_Exercise requirements_
Among the entries below, find the line with "Query: terracotta tile roof", then quote it and each following line up to and including the line with "Objective — one marker per instance of the cobblestone street", and nothing else.

Data to process Block Start

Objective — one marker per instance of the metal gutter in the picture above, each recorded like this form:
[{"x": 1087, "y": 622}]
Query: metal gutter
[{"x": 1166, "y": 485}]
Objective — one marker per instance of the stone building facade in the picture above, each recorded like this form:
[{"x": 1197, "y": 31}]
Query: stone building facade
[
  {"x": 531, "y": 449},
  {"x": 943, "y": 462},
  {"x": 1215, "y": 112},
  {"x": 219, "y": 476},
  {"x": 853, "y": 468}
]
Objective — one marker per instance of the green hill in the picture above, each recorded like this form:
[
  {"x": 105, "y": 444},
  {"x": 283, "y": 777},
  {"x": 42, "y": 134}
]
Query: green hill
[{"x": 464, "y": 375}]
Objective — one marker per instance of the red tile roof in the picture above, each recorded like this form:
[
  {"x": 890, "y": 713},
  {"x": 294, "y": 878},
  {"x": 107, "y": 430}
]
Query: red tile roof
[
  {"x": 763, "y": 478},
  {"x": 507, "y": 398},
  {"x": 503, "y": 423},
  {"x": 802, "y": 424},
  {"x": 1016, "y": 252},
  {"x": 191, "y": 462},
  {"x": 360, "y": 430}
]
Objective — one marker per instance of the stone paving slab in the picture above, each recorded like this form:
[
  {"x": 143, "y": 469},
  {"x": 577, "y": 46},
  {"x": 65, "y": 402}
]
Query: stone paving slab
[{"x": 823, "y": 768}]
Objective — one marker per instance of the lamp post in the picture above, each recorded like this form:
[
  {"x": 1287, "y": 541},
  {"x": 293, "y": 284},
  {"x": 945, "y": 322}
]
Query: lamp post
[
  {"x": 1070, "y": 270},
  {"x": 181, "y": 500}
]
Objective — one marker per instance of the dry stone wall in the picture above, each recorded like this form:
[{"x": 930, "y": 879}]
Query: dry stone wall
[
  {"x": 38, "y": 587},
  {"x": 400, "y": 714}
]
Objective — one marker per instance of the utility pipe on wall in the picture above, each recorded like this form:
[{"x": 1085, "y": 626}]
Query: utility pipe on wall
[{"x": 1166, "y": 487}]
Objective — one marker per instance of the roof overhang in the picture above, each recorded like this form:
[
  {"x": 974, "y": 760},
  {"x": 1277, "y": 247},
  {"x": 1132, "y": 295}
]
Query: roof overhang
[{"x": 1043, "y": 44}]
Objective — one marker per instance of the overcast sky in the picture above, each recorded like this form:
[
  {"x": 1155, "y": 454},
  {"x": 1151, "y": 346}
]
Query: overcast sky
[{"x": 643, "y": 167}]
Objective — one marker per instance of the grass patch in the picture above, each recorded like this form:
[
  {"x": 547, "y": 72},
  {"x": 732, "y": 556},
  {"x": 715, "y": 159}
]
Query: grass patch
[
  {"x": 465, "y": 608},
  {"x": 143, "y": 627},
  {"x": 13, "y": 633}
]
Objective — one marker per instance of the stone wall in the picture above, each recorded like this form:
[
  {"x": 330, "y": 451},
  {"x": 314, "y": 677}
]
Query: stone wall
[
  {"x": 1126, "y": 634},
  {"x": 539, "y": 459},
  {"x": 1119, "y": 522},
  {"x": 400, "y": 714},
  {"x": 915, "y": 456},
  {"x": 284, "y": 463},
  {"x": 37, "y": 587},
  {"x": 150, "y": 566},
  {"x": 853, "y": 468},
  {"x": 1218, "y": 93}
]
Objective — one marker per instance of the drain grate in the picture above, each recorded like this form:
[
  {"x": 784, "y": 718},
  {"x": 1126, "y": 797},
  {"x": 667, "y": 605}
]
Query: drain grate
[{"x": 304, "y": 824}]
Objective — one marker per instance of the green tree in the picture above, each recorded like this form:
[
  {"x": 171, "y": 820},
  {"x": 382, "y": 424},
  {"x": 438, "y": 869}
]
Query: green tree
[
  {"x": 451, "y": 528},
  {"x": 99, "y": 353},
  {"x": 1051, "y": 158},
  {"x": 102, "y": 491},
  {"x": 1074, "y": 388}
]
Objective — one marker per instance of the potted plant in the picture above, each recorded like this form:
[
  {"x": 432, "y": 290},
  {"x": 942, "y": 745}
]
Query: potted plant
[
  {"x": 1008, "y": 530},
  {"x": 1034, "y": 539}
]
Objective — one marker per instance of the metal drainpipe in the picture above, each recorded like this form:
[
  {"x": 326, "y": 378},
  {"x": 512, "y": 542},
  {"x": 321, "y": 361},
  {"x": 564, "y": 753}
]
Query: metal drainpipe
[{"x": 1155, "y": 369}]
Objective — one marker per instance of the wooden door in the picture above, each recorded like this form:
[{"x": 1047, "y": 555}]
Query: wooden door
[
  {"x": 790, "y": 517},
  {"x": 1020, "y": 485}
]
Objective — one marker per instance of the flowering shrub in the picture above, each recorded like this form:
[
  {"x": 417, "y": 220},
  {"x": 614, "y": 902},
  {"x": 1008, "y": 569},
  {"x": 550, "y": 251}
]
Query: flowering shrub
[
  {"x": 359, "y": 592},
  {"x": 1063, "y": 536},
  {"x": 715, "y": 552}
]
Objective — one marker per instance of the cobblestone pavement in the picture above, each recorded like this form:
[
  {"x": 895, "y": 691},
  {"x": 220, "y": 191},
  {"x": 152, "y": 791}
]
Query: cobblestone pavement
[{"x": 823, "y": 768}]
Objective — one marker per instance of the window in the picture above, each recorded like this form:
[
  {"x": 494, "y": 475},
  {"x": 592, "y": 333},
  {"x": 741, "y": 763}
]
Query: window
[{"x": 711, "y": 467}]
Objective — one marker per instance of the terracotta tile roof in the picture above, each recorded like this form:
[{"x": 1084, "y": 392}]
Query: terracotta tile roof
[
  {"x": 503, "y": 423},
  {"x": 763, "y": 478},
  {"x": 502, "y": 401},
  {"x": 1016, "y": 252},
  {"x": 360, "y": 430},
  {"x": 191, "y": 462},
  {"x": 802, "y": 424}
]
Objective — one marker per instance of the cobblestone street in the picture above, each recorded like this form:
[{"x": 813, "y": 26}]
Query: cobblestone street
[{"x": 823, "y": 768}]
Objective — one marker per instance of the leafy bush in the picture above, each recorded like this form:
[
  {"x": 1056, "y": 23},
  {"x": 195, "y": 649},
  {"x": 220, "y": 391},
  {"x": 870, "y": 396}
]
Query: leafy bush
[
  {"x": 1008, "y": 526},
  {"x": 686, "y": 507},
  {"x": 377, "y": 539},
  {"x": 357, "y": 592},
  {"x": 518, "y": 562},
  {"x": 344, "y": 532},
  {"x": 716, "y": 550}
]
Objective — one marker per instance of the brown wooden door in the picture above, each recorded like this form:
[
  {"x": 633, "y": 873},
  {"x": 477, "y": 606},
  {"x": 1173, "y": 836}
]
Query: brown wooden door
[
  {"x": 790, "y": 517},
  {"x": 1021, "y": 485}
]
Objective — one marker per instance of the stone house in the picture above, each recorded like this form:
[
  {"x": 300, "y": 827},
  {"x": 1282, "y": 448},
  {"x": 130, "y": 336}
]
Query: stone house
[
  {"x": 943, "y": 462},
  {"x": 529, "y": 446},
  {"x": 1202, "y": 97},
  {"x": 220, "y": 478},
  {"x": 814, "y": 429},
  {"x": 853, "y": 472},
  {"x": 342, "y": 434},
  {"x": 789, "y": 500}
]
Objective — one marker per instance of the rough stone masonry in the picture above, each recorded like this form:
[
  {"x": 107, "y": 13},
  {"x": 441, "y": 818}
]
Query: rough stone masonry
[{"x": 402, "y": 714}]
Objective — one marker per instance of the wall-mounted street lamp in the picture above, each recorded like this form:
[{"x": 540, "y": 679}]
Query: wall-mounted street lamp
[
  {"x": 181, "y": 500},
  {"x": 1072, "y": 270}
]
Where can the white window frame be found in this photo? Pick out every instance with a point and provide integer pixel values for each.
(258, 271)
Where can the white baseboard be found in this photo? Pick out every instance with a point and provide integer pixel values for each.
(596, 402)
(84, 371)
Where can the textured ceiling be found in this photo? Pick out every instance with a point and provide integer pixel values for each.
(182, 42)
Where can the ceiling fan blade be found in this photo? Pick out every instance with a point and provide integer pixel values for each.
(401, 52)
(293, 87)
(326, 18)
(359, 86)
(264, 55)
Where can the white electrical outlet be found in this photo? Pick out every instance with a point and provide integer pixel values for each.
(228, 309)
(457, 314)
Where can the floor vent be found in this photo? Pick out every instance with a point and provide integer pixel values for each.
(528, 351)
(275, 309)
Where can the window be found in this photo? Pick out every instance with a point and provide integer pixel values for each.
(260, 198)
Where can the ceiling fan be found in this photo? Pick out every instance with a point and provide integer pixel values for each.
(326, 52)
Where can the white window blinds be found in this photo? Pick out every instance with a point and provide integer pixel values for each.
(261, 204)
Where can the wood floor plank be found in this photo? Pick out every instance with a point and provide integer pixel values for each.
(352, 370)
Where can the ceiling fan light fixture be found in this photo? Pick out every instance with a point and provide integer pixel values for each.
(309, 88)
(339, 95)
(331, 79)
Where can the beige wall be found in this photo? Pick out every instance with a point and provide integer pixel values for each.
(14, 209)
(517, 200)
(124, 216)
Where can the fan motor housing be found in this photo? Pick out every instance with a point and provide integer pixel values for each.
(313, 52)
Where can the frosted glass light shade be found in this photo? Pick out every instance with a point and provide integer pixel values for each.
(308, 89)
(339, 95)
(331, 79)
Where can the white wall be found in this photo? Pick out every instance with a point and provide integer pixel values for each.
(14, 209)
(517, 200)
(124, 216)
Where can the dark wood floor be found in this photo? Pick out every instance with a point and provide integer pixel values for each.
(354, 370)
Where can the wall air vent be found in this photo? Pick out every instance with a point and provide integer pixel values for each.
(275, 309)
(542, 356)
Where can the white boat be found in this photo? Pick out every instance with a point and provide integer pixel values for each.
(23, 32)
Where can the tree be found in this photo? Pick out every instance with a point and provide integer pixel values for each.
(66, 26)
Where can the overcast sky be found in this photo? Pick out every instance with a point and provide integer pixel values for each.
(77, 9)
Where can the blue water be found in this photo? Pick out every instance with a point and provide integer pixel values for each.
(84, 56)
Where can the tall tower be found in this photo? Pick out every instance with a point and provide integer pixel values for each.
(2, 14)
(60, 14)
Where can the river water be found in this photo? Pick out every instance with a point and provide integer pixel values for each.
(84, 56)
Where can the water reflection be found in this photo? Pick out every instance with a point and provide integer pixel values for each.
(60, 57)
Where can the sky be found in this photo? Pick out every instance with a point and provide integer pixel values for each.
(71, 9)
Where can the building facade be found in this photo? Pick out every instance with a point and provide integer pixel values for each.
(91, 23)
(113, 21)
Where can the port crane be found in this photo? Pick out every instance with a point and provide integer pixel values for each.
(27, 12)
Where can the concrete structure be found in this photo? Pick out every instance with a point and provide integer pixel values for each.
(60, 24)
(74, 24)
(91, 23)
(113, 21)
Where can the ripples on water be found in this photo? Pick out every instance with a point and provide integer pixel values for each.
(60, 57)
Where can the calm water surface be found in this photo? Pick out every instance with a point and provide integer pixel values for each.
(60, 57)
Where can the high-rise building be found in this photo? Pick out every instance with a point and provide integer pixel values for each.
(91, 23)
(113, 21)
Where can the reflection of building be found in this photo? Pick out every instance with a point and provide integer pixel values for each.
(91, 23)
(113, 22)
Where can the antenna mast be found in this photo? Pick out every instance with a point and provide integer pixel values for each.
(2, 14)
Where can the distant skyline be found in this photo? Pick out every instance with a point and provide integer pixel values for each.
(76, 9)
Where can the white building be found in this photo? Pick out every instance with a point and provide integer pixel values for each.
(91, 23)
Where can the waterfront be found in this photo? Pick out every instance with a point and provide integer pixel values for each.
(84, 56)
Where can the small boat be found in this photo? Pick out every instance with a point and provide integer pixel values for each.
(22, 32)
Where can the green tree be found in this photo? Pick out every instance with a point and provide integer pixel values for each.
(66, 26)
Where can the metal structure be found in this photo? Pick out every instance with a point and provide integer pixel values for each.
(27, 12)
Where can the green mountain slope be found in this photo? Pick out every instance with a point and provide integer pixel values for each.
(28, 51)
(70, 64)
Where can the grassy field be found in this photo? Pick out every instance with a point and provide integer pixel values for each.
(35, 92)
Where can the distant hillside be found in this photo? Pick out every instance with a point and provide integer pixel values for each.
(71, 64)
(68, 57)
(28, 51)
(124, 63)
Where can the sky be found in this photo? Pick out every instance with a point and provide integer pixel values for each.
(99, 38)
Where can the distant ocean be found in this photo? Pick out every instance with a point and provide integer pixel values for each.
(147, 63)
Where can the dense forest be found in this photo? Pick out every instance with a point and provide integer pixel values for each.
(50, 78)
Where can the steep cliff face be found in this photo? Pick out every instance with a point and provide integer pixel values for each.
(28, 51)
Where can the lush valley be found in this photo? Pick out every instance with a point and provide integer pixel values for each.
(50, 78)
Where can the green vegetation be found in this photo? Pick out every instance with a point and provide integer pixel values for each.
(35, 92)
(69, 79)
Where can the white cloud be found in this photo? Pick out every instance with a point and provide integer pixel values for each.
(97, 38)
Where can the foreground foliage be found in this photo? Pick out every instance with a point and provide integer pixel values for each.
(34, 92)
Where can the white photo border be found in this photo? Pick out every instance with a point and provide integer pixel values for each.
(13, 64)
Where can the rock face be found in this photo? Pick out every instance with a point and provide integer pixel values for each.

Data to process Block End

_Your solution_
Query: terracotta tile roof
[
  {"x": 503, "y": 423},
  {"x": 763, "y": 478},
  {"x": 502, "y": 401},
  {"x": 1016, "y": 252},
  {"x": 360, "y": 430},
  {"x": 191, "y": 462},
  {"x": 802, "y": 424}
]
Objective — one marker per instance of the cobblestone street in the picture above, each recorded like this form:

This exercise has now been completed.